**Problem**
Write the records out again, keeping each line exactly as it is.

[Data items]
* * *
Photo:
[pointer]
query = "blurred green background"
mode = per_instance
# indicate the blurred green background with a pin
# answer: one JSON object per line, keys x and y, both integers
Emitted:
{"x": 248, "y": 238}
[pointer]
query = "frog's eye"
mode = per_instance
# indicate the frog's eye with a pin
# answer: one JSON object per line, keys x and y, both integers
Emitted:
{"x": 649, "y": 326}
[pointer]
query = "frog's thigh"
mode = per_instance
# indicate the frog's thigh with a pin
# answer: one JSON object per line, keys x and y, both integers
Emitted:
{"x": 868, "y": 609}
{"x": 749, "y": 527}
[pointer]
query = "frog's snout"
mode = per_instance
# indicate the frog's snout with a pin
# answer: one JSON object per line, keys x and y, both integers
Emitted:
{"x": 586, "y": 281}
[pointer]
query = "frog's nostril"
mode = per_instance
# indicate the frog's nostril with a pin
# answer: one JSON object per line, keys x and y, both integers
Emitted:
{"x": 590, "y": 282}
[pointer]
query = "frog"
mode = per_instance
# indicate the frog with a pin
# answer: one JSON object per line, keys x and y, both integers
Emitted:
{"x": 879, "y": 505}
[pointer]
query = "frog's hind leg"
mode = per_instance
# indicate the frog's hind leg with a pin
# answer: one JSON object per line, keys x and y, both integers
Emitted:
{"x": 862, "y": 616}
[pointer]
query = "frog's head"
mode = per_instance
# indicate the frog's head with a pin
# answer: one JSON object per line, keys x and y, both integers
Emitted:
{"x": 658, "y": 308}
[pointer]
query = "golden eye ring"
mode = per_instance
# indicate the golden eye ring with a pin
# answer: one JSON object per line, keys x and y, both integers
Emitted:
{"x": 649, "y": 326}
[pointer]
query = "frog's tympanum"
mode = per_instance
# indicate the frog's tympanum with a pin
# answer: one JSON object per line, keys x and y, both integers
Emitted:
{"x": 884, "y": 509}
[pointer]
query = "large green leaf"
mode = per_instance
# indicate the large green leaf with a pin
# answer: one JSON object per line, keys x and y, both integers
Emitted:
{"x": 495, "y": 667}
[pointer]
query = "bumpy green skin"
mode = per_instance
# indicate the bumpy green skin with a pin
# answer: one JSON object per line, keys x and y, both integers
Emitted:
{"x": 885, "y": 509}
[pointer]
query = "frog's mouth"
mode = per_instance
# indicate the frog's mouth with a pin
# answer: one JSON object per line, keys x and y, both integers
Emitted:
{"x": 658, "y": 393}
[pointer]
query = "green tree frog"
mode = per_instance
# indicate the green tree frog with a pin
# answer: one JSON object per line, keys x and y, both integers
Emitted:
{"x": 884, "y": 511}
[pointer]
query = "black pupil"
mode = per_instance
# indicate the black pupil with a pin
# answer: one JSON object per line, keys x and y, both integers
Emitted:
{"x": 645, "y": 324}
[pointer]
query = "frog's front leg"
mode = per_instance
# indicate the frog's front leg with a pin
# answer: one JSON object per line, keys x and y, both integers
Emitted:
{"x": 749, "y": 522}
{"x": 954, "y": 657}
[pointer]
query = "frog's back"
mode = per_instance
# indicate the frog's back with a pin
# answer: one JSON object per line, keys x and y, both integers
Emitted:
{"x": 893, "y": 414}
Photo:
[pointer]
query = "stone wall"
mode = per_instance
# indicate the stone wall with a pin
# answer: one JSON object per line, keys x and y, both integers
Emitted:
* * *
**Answer for the task**
Photo:
[pointer]
query = "blurred green background"
mode = per_instance
# indicate the blurred green background with a pin
# answer: one JSON object per line, keys x and y, both integers
Emitted:
{"x": 248, "y": 238}
[pointer]
query = "frog's eye"
mode = per_instance
# indicate the frog's eye with a pin
# answer: one JSON object per line, keys x and y, both integers
Emitted:
{"x": 649, "y": 326}
[pointer]
query = "frog's thigh"
mode = per_instance
# indicate the frog's thigh with a pin
# answer: one JSON object per line, keys x and y, both integers
Emitted:
{"x": 868, "y": 609}
{"x": 749, "y": 527}
[pointer]
query = "frog's snout"
mode = per_instance
# indicate the frog's snout with a pin
# answer: one JSON object per line, keys x and y, both integers
Emitted:
{"x": 586, "y": 281}
[pointer]
query = "frog's nostril"
mode = per_instance
# indicate the frog's nostril with a pin
# answer: one JSON object per line, keys x and y, both integers
Emitted:
{"x": 590, "y": 282}
[pointer]
query = "frog"
mode = per_instance
# indicate the frog with a pin
# answer: one JSON object per line, keys x and y, both integers
Emitted:
{"x": 879, "y": 505}
[pointer]
query = "frog's hind leg"
mode = per_instance
# indicate the frog's hind leg with a pin
# answer: one JSON object per line, keys x and y, both integers
Emitted:
{"x": 862, "y": 616}
[pointer]
query = "frog's head"
mode = per_instance
# indicate the frog's head with a pin
# answer: one JSON object per line, keys x and y, both integers
Emitted:
{"x": 658, "y": 308}
[pointer]
query = "golden eye ring"
mode = per_instance
# indicate the golden eye ring with a pin
# answer: one JSON object per line, keys x and y, both integers
Emitted:
{"x": 649, "y": 326}
[pointer]
query = "frog's tympanum"
mode = per_instance
# indicate the frog's tympanum with a pin
# answer: one JSON object per line, keys x and y, both integers
Emitted:
{"x": 884, "y": 509}
[pointer]
query = "large green leaf"
mode = per_instance
# indicate the large green leaf with a pin
# answer: one JSON object per line, keys x and y, both integers
Emitted:
{"x": 495, "y": 667}
[pointer]
query = "bumpy green skin"
mode = per_instance
# indicate the bumpy green skin with a pin
# answer: one JSON object per line, keys x and y, both integers
Emitted:
{"x": 885, "y": 509}
[pointer]
query = "frog's mouth"
mode = per_instance
# indicate the frog's mouth with a pin
# answer: one JSON object per line, keys x and y, both integers
Emitted:
{"x": 658, "y": 393}
[pointer]
query = "green tree frog"
mode = per_instance
# indicate the green tree frog with a pin
# answer: one JSON object per line, keys x and y, both integers
Emitted:
{"x": 884, "y": 511}
[pointer]
query = "black pupil"
mode = per_instance
# indicate the black pupil with a pin
# answer: one JSON object per line, keys x and y, both integers
Emitted:
{"x": 645, "y": 324}
[pointer]
query = "frog's front leg"
mode = per_instance
# indicate the frog's front leg with a pin
# answer: one JSON object per line, keys x and y, both integers
Emitted:
{"x": 749, "y": 522}
{"x": 954, "y": 657}
[pointer]
query = "frog's back"
mode = per_instance
# indicate the frog's back with a pin
# answer: one JSON object per line, keys x and y, both integers
Emitted:
{"x": 893, "y": 414}
Photo:
[pointer]
query = "stone wall"
mode = per_instance
# indicate the stone wall with a pin
# answer: one JSON object per line, keys x and y, both integers
Emitted:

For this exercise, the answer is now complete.